• [Given request] From the article on SARL shareholders, output word for word the passage that begins at the words "French law allows" and stops after "assume management functions.".

-- start of Text extract --

Who Can Become a Shareholder in a French SARL?

The société à responsabilité limitée (SARL) remains one of the most popular company forms in France for small and medium-sized businesses. But before forming or investing in a SARL, one key question arises: who can actually become a shareholder, and under what conditions? French law sets clear rules on the number of shareholders allowed, their legal status, and even the capacity of minors or protected adults to hold shares.

In this article, we explain the essential points you need to know.

Structure Your SARL Shareholding Correctly

Eligibility, minors/protected adults, spouses & PACS—get clear, compliant setups.

1. How Many Shareholders Can a SARL Have?

A French SARL can be created with just one shareholder (in which case it is called an EURL – entreprise unipersonnelle à responsabilité limitée) or up to 100 shareholders maximum.

If the company grows beyond 100 partners, it must, within 12 months, either:

  • reduce the number of shareholders back to 100 or fewer, or
  • transform into another company form, often an SAS (société par actions simplifiée).

This flexibility allows entrepreneurs to start small and expand without immediately changing legal structures.

2. Who Can Be a Shareholder in a SARL?

French law allows both natural persons and legal persons (companies) to hold shares in a SARL. This means individuals, other companies, or even another EURL can participate.

⚠️ However, a company shareholder cannot act as manager (gérant) of the SARL — only natural persons may assume management functions.

Legal Capacity Requirements

Unlike sole traders (commerçants), shareholders of a SARL do not have the legal status of “merchants”. This means the threshold for legal capacity is lower than if one were running a business in their own name.

  • Professionals normally prohibited from commerce (such as certain regulated professions) can still hold SARL shares.
  • Civil servants may also subscribe to shares, but they are prohibited from participating in company management bodies unless legal exceptions apply (for example, creating a company to develop research results).

3. Minors as Shareholders of a SARL

Yes, even minors can hold shares in a SARL — but conditions differ:

  • Emancipated minors (16+): have full civil capacity and may freely subscribe for shares or make contributions.
  • Unemancipated minors: must act through their legal representatives (parents or guardians). Contributions involving real estate, business assets, or securities require authorization from the guardianship judge.

👉 Practical note: in many cases, a contribution auditor (commissaire aux apports) must be appointed to protect the minor’s interests and secure third-party confidence.

4. Protected Adults as Shareholders of a SARL

French law also provides rules for adults under legal protection (judicial protection, guardianship, or curatorship).

  • Adults under judicial protection may subscribe shares but certain transactions can later be annulled.
  • Adults under guardianship follow the same rules as unemancipated minors: the guardian handles contributions, often with judicial authorization.
  • Adults under curatorship need the assistance of their curator for contributions.

Additionally, the mechanism of family habilitation allows close relatives, with judicial approval, to represent a protected adult and subscribe shares on their behalf.

> Why These Rules Matter for Investors and Families

Understanding who can legally hold shares in a SARL is essential not just for entrepreneurs, but also for families planning succession, and for investors structuring participations. These rules prevent disputes, ensure that vulnerable persons are protected, and guarantee the company’s legal stability.

-- end of Text extract --
-- start of Data block --

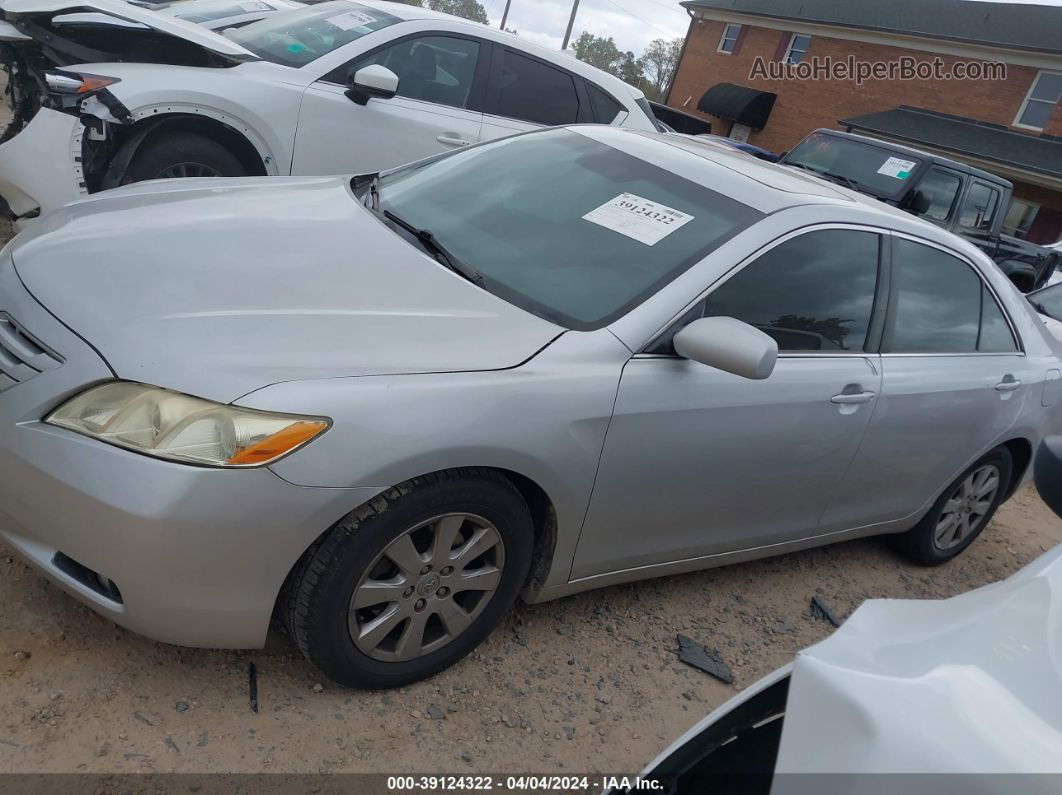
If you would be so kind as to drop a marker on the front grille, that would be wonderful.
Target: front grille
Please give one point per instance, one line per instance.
(21, 357)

-- end of Data block --

• [Exercise output]
French law allows both natural persons and legal persons (companies) to hold shares in a SARL. This means individuals, other companies, or even another EURL can participate.

⚠️ However, a company shareholder cannot act as manager (gérant) of the SARL — only natural persons may assume management functions.